▶ _AIM OF THE EXERCISE_
Print everything from the beginning of the material down to and including the line that contains "column 342, row 233", reproducing each line word for word.

▶ _LISTED ENTRIES_
★ ★ ★ ★
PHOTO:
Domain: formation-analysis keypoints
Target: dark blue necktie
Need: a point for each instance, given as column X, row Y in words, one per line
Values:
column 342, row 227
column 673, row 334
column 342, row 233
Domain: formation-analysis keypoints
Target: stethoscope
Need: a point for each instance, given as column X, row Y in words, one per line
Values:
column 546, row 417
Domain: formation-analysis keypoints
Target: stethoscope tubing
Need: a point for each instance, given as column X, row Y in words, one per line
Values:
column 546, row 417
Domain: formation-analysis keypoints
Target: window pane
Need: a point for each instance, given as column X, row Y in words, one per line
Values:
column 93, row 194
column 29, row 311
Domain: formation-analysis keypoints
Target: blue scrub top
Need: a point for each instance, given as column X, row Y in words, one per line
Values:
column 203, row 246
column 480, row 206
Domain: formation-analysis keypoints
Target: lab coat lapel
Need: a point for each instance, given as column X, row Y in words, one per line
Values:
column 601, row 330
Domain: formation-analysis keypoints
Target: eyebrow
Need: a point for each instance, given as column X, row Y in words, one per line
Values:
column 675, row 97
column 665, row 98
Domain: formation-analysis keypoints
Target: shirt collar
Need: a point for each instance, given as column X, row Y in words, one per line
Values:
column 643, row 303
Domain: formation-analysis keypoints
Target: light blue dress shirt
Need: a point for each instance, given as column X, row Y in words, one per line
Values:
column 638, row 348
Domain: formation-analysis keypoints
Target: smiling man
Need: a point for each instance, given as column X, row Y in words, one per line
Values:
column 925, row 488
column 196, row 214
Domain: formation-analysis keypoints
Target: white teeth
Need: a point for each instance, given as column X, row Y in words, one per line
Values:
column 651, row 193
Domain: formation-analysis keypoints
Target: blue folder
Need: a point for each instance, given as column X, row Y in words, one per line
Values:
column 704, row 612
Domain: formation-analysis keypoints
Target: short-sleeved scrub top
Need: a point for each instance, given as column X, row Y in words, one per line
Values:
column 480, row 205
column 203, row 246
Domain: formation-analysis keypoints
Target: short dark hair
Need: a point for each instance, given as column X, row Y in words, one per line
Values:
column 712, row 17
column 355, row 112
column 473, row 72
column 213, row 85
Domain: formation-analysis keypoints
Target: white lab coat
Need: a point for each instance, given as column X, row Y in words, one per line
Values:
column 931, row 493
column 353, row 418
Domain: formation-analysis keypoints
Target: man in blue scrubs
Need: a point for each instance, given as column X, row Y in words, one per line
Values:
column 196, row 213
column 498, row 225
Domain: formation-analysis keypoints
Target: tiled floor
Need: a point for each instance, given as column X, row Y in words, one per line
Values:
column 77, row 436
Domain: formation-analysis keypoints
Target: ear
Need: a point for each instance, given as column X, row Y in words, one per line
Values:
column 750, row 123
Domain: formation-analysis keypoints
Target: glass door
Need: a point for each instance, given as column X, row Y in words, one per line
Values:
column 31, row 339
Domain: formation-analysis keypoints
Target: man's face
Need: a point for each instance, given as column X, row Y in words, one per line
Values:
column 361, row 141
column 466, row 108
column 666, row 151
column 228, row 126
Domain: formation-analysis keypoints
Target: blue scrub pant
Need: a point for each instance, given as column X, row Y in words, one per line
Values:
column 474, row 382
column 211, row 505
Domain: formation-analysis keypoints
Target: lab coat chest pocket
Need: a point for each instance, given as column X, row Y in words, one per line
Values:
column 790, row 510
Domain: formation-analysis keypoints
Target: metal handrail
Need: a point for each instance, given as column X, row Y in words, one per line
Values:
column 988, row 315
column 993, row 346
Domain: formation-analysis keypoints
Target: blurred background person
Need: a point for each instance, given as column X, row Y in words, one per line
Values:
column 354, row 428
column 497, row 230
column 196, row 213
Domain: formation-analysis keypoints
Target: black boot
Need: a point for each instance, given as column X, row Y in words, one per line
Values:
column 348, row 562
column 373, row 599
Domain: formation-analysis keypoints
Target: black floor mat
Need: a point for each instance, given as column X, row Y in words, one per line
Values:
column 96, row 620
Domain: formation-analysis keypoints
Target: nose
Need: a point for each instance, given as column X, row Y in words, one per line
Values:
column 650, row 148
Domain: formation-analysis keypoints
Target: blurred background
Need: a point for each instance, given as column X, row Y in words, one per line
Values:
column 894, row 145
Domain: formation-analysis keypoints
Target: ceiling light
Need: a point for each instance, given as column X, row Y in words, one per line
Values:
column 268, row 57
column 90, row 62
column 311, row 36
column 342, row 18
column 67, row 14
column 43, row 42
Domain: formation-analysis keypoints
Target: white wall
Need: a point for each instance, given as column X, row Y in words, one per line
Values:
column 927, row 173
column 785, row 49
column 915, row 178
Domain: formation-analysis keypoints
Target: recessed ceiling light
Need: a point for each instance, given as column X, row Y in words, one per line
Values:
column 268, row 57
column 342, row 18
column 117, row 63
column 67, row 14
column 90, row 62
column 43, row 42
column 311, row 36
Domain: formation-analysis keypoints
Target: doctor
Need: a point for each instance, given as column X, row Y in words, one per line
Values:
★ ★ ★ ★
▶ _RESPONSE TO THIS TASK_
PHOTO:
Domain: formation-analysis keypoints
Target: dark blue necktie
Need: a point for each instance, given as column X, row Y in words, one per line
Values:
column 342, row 227
column 673, row 334
column 342, row 233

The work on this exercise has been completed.